→ AIM:
Rewrite the records, starting at the beginning and ending with the line containing "pixel 758 620", so that "snow-covered roof" becomes "snowy rooftop" and nothing else changes.

━━━

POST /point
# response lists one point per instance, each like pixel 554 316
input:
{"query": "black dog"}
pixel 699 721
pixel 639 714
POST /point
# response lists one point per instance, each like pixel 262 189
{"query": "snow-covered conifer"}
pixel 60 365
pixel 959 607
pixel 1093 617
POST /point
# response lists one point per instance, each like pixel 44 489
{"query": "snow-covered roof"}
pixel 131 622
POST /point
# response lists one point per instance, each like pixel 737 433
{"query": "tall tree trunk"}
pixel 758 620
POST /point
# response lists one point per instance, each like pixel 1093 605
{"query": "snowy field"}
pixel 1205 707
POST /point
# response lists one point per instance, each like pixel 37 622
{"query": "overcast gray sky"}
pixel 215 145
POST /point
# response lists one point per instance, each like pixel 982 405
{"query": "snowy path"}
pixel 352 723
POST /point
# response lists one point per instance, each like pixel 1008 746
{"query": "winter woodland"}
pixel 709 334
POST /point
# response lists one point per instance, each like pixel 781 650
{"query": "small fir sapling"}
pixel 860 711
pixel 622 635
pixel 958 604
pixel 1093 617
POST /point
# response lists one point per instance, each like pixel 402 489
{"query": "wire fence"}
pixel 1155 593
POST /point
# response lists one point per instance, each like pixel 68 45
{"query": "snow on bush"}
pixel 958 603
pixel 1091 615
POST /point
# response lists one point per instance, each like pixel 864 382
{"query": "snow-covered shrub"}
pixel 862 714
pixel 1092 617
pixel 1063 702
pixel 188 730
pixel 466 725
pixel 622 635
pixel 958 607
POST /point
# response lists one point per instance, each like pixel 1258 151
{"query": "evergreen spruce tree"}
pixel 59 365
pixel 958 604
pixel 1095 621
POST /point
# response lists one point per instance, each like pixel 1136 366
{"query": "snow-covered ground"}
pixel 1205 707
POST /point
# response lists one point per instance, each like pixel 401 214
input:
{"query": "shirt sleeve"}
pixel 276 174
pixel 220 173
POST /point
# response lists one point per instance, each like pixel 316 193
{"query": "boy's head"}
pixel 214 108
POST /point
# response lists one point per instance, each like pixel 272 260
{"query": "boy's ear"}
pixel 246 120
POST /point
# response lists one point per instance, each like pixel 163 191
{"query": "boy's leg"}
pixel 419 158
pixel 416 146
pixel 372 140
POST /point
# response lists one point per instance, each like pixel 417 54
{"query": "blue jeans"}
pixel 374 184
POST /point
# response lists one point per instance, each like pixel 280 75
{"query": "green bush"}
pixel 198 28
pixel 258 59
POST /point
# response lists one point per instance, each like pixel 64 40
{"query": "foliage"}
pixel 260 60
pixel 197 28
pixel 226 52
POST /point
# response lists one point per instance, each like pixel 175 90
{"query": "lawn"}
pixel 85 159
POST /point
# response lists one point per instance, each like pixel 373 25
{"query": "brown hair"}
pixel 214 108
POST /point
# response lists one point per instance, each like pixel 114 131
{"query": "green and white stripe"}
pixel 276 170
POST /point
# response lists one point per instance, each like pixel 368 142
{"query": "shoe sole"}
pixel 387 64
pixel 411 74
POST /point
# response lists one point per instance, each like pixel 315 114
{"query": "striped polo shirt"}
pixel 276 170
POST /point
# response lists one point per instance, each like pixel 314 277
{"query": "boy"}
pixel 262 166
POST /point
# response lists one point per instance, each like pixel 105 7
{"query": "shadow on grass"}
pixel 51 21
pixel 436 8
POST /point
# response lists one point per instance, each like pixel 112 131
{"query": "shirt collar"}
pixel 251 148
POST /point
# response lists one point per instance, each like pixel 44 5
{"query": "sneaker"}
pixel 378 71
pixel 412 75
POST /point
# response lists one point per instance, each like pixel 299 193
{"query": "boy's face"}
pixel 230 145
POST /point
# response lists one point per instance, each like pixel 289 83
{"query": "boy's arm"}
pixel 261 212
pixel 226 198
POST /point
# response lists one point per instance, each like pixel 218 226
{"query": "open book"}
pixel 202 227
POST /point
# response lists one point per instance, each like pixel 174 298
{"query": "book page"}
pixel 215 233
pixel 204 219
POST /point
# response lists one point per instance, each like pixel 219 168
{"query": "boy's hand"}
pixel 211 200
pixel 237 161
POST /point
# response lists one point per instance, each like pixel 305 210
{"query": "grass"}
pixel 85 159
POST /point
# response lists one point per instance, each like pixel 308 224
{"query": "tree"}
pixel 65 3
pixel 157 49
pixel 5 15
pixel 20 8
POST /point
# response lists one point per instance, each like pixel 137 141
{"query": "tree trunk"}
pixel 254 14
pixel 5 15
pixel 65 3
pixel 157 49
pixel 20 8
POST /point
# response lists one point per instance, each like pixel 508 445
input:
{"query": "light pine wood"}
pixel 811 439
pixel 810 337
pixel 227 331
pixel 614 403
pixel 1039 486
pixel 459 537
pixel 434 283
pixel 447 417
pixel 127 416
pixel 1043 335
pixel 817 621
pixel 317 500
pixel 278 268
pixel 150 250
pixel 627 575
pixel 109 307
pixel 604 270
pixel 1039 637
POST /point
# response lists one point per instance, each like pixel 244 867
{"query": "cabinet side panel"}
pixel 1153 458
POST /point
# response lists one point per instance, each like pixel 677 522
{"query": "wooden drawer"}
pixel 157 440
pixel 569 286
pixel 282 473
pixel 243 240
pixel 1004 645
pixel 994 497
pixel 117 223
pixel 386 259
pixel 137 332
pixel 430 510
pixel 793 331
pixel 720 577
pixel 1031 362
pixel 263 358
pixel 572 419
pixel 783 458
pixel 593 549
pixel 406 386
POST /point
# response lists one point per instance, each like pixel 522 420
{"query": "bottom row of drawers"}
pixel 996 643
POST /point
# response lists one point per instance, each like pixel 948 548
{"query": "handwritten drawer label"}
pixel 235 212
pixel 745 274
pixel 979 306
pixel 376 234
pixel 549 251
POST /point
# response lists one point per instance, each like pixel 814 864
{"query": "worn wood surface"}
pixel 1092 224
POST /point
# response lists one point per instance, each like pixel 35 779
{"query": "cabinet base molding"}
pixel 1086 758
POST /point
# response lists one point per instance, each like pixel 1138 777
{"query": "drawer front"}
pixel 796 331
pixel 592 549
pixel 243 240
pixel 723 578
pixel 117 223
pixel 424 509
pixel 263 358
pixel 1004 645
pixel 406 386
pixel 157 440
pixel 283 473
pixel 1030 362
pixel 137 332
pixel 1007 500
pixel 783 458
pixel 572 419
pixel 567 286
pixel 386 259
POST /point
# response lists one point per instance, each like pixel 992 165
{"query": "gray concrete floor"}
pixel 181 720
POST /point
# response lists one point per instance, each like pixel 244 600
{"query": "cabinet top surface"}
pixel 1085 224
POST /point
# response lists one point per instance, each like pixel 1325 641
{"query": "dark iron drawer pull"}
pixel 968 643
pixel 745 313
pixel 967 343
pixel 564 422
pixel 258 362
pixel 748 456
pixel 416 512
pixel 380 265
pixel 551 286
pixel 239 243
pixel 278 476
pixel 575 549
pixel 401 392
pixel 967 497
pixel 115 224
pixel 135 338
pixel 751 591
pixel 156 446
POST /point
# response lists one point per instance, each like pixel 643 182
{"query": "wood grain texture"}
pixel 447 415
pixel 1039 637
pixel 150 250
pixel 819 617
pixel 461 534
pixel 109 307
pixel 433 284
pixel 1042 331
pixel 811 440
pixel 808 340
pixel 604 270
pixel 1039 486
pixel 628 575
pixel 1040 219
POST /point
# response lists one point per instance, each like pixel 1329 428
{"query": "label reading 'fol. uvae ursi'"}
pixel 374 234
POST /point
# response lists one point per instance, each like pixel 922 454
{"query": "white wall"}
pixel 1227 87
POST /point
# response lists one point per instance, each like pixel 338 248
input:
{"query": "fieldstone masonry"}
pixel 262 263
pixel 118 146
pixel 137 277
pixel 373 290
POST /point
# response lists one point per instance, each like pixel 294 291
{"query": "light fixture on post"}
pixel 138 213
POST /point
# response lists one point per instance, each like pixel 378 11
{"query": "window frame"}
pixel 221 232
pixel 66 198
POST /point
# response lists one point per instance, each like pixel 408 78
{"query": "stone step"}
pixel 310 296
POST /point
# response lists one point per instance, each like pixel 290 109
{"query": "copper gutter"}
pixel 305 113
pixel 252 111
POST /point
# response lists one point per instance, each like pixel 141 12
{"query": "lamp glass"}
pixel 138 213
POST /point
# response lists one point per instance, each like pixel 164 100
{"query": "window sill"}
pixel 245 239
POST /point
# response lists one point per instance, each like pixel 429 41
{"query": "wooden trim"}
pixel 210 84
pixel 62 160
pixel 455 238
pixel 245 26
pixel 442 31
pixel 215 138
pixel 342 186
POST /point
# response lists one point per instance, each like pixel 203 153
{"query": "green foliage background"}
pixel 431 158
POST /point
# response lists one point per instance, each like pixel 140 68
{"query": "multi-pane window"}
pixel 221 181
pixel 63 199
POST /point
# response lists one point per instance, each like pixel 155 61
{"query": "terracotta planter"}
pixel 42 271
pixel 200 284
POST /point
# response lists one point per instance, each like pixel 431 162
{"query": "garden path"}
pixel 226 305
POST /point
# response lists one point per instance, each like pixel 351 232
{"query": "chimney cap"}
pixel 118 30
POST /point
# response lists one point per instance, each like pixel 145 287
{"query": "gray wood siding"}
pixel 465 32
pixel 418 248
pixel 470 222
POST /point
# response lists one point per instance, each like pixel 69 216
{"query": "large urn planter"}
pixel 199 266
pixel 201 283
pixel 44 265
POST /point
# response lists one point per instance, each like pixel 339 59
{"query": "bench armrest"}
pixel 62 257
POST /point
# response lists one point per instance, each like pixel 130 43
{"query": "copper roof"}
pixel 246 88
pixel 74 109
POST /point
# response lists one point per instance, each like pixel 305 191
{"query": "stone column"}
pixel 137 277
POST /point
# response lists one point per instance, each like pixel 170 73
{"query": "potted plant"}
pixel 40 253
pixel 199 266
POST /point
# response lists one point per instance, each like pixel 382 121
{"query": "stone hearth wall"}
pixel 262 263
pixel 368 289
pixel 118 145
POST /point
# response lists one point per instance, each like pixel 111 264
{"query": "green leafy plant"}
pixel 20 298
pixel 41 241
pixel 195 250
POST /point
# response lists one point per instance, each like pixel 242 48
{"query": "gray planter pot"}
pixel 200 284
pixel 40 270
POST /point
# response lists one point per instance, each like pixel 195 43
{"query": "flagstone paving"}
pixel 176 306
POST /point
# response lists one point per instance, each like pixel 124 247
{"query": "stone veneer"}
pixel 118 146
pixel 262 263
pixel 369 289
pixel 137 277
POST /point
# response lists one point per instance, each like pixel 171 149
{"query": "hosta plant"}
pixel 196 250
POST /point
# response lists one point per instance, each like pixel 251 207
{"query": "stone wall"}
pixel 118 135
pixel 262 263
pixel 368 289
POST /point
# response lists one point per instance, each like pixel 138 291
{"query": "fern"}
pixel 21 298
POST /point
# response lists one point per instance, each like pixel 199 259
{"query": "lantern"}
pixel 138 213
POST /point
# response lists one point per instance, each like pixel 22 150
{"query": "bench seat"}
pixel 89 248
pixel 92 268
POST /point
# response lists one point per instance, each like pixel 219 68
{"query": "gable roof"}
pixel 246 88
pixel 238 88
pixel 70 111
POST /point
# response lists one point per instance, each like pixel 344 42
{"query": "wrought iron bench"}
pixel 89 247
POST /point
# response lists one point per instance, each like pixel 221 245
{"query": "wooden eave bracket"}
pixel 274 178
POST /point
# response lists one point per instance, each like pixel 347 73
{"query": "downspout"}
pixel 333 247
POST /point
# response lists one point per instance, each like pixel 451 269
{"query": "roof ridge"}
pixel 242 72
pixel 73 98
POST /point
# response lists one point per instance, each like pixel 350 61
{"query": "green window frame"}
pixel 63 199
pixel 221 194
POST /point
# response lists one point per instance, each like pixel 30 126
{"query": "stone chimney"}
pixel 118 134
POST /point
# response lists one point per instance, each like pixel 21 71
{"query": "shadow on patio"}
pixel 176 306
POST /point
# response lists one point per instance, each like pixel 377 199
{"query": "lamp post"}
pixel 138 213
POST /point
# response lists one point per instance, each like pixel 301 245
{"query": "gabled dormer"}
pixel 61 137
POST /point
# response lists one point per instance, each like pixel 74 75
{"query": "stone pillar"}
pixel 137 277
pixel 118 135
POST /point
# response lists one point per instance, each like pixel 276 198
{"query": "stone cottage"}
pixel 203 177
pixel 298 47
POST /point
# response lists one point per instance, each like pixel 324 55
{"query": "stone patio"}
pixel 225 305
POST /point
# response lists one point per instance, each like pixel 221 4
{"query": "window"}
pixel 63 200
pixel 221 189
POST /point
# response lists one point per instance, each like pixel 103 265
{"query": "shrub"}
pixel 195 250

━━━

→ PROBLEM SOLUTION:
POST /point
# response lists one point per instance, each like pixel 554 316
input:
{"query": "black dog"}
pixel 699 721
pixel 639 714
POST /point
# response lists one point per instance, each like pixel 262 189
{"query": "snow-covered conifer"}
pixel 60 365
pixel 959 607
pixel 1093 617
POST /point
# response lists one point per instance, each like pixel 44 489
{"query": "snowy rooftop"}
pixel 131 622
POST /point
# response lists one point per instance, each like pixel 737 433
{"query": "tall tree trunk"}
pixel 758 620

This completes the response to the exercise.